**Problem description**
Except for the pictures, write out all the records that follow exactly.

**Data supplied**
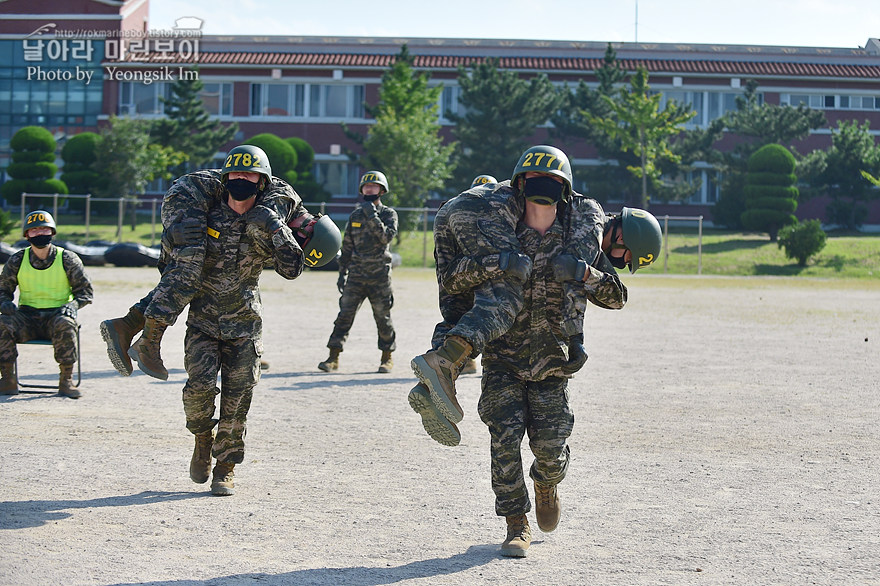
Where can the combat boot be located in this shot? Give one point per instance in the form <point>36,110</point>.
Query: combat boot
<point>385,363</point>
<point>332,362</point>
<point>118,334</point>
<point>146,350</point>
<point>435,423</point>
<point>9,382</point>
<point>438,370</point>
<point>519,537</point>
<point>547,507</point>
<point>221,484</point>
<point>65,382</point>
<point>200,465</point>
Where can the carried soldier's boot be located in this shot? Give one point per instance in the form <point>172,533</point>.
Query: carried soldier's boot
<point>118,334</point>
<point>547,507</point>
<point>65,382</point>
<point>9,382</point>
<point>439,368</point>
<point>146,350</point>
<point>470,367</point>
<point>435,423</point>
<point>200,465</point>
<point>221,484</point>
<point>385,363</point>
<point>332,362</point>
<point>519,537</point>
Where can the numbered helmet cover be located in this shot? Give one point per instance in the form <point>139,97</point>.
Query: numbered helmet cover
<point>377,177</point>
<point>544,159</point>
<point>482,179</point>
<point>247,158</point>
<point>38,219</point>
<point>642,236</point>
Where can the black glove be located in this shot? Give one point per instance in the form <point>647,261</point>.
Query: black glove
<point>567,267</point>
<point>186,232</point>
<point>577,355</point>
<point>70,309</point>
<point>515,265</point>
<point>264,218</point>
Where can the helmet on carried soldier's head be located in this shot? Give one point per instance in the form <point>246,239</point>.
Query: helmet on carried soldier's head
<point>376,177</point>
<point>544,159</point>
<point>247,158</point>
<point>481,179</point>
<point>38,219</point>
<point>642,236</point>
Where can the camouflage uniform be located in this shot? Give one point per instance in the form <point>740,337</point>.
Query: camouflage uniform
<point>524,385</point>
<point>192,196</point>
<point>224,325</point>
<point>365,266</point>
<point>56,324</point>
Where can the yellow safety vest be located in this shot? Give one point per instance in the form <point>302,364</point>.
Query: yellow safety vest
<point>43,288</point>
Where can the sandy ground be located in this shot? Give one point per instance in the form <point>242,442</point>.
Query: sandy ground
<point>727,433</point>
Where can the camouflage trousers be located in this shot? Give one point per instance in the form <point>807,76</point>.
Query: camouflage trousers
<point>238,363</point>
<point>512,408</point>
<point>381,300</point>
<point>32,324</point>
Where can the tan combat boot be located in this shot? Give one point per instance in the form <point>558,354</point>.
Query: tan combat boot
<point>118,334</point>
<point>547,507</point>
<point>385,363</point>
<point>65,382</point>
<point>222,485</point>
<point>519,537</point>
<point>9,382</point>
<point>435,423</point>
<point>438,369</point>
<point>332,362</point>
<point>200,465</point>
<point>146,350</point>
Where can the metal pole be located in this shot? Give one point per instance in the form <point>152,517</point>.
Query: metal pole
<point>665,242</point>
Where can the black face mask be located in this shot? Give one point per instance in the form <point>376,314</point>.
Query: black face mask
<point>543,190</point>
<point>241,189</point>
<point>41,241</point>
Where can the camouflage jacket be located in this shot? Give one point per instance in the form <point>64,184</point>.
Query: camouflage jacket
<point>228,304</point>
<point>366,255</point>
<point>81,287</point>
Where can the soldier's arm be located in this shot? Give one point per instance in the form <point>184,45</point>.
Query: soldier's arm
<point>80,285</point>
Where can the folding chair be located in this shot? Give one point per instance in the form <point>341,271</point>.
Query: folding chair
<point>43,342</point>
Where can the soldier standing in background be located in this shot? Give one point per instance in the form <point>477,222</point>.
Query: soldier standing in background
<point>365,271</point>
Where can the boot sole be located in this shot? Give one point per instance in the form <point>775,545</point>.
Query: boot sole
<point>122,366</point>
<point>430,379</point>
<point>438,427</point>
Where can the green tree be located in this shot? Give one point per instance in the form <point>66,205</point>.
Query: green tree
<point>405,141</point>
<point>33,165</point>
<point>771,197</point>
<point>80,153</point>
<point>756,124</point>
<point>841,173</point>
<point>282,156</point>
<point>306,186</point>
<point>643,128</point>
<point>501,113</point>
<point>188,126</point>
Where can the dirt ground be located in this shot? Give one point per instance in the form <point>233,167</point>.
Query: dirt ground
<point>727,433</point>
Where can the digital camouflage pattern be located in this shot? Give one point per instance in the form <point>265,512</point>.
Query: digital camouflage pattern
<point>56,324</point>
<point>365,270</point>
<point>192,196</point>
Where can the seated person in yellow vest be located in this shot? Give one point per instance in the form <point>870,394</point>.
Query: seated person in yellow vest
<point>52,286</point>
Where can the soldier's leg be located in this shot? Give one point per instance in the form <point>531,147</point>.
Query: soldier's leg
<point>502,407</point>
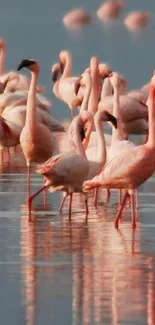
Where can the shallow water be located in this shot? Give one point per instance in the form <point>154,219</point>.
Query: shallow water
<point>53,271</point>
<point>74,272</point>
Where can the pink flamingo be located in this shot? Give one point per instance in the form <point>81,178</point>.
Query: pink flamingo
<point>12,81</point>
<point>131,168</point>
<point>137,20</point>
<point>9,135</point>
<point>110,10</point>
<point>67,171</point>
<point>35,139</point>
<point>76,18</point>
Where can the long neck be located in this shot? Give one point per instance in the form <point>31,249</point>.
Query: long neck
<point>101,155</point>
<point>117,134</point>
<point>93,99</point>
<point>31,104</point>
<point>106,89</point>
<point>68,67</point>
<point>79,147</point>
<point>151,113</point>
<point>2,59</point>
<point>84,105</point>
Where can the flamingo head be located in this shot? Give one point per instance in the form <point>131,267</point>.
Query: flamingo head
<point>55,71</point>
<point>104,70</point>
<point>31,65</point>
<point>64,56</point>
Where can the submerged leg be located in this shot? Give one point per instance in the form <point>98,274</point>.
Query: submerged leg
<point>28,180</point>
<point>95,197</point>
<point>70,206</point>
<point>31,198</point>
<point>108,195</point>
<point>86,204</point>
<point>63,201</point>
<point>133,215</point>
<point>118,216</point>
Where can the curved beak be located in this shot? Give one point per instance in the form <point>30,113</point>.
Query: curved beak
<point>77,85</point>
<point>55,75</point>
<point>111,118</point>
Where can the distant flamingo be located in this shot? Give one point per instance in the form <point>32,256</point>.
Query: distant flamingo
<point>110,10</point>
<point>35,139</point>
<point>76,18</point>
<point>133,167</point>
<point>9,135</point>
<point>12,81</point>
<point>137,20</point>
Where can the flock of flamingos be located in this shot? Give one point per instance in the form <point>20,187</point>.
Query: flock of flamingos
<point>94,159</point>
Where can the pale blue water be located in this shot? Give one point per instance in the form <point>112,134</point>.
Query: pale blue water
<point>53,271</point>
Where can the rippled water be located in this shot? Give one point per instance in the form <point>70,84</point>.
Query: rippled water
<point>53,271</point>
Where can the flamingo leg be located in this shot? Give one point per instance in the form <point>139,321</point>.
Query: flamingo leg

**Answer**
Where can the combat boot be located in this shot? Give one point per instance in the form <point>36,110</point>.
Query: combat boot
<point>385,363</point>
<point>332,362</point>
<point>118,334</point>
<point>146,350</point>
<point>435,423</point>
<point>9,382</point>
<point>438,370</point>
<point>519,537</point>
<point>547,507</point>
<point>221,484</point>
<point>65,382</point>
<point>200,465</point>
Where can the carried soldier's boot be located in this shot? Give one point per instance in the form <point>172,533</point>.
Query: carried soldier's boot
<point>118,334</point>
<point>547,507</point>
<point>65,382</point>
<point>9,382</point>
<point>439,368</point>
<point>146,350</point>
<point>470,367</point>
<point>435,423</point>
<point>200,465</point>
<point>221,484</point>
<point>385,363</point>
<point>332,362</point>
<point>519,537</point>
Where can the numbered helmet cover be located in this shot? Give one point per instance in the form <point>139,97</point>.
Query: numbered helmet cover
<point>377,177</point>
<point>544,159</point>
<point>482,179</point>
<point>247,158</point>
<point>38,219</point>
<point>642,236</point>
Where can the black glove be located in this shot? Give one point per instance in the form <point>647,261</point>.
Query: black glove
<point>567,267</point>
<point>186,232</point>
<point>577,355</point>
<point>70,309</point>
<point>515,265</point>
<point>264,218</point>
Where can the helmet on carried soldier's head be located in this shot? Give one point per instance in the form <point>246,239</point>.
Query: helmet on carried soldier's head
<point>376,177</point>
<point>544,159</point>
<point>247,158</point>
<point>481,179</point>
<point>38,219</point>
<point>642,236</point>
Where can the camouflage uniform be located in this shot? Give one point per instance in the form <point>740,337</point>.
Query: camouflage uniform
<point>524,385</point>
<point>192,196</point>
<point>224,325</point>
<point>365,266</point>
<point>56,324</point>
Where can the yellow safety vest be located in this shot? Give one point per instance in the form <point>302,364</point>.
Query: yellow safety vest
<point>43,288</point>
Where can the sandy ground be located in this shot? Give one point per instance in the form <point>242,442</point>.
Query: sandy ground
<point>727,433</point>
Where can the camouflage trousers be located in this shot? Give one point per instance in the form <point>807,76</point>.
Query: camouflage trousers
<point>238,363</point>
<point>512,408</point>
<point>381,300</point>
<point>32,324</point>
Where can the tan combat boot be located in this shot? Give one point per instance in the form <point>558,354</point>.
Query: tan combat boot
<point>118,334</point>
<point>547,507</point>
<point>385,363</point>
<point>65,382</point>
<point>222,485</point>
<point>519,537</point>
<point>9,382</point>
<point>435,423</point>
<point>438,369</point>
<point>332,362</point>
<point>200,465</point>
<point>146,350</point>
Where can the metal pole be located in this shot? Give one point per instance in the form <point>152,517</point>.
Query: metal pole
<point>665,242</point>
Where can the black face mask be located in this shot? Give one point per instance in the form <point>376,314</point>.
Query: black face mask
<point>543,190</point>
<point>241,189</point>
<point>41,241</point>
Where can the camouflage jacket be located in this shot? Give one point per instance in the form <point>64,184</point>.
Query: camouflage jacket
<point>228,304</point>
<point>366,255</point>
<point>81,287</point>
Where can the soldier's arm be located in this shot? Give one point per instance in the form <point>184,45</point>.
Query: soldier's arm
<point>80,285</point>
Where can the folding chair be located in this shot? Give one point per instance in the form <point>341,271</point>.
Query: folding chair
<point>43,342</point>
Where can the soldier standing in background be located in this shot? Give one point per instance in the form <point>477,222</point>.
Query: soldier standing in background
<point>365,271</point>
Where can the boot sole be located in this shot? Give one point per instance in the form <point>775,545</point>.
Query: boot sole
<point>122,366</point>
<point>430,379</point>
<point>438,427</point>
Where can the green tree be located in this shot? Give one point per instance in the form <point>66,205</point>.
Query: green tree
<point>405,141</point>
<point>33,165</point>
<point>771,197</point>
<point>80,153</point>
<point>756,124</point>
<point>841,173</point>
<point>282,156</point>
<point>306,186</point>
<point>643,128</point>
<point>501,113</point>
<point>188,126</point>
Where can the dirt ground be located in this shot? Give one point per instance in the form <point>233,167</point>.
Query: dirt ground
<point>727,433</point>
Where can the digital camouflage pattern be located in this shot? Give one point per instance in the form <point>265,512</point>.
Query: digital camouflage pattern
<point>56,324</point>
<point>365,270</point>
<point>192,196</point>
Where can the seated person in yellow vest be located in this shot? Give one point per instance in the form <point>870,394</point>.
Query: seated person in yellow vest
<point>52,286</point>
Where can the soldier's leg be located in this shot? Give one point per instance in the form <point>531,147</point>.
Query: soldier's leg
<point>502,407</point>
Where can the shallow water be located in this shot? Give one point per instance in the form <point>154,219</point>.
Query: shallow water
<point>53,271</point>
<point>74,272</point>
Where can the pink flamingo be located in this shot? Give one point per instance in the form <point>81,178</point>.
Query: pink flamingo
<point>12,81</point>
<point>131,168</point>
<point>137,20</point>
<point>9,135</point>
<point>110,10</point>
<point>67,171</point>
<point>35,139</point>
<point>76,18</point>
Where can the long neck be located in this shot? Give one point per instance in the form <point>31,249</point>.
Query: long neck
<point>101,155</point>
<point>117,134</point>
<point>93,99</point>
<point>31,104</point>
<point>106,89</point>
<point>68,67</point>
<point>79,147</point>
<point>151,113</point>
<point>2,59</point>
<point>84,105</point>
Where can the flamingo head be located in this shot? Give one point per instance in the form <point>131,267</point>.
Query: flamingo head
<point>55,71</point>
<point>104,70</point>
<point>31,65</point>
<point>64,56</point>
Where can the submerged leg be located in this shot? Give one point per instance in the form <point>98,274</point>.
Query: submerged leg
<point>28,180</point>
<point>95,197</point>
<point>70,206</point>
<point>31,198</point>
<point>108,195</point>
<point>86,204</point>
<point>63,201</point>
<point>133,215</point>
<point>118,216</point>
Where can the curved beak be located in this shot? Give one point per instance in the form <point>30,113</point>.
Query: curved beak
<point>77,85</point>
<point>55,75</point>
<point>111,118</point>
Where can the distant flamingo be located in this shot? Give one point per instance in the form <point>32,256</point>.
Query: distant flamingo
<point>110,10</point>
<point>35,139</point>
<point>76,18</point>
<point>133,167</point>
<point>9,135</point>
<point>12,81</point>
<point>137,20</point>
Where can the flock of flamingos be located in this shot? Give one point per instance in the form <point>20,187</point>.
Query: flock of flamingos
<point>94,159</point>
Where can the pale blue water be located in this shot? Give one point per instance in the form <point>112,134</point>.
Query: pale blue water
<point>53,271</point>
Where can the rippled water be located in this shot? Give one point per instance in the form <point>70,84</point>.
Query: rippled water
<point>53,271</point>
Where can the flamingo leg be located in this shot? Give one point per instance in the form <point>139,321</point>.
Query: flamingo leg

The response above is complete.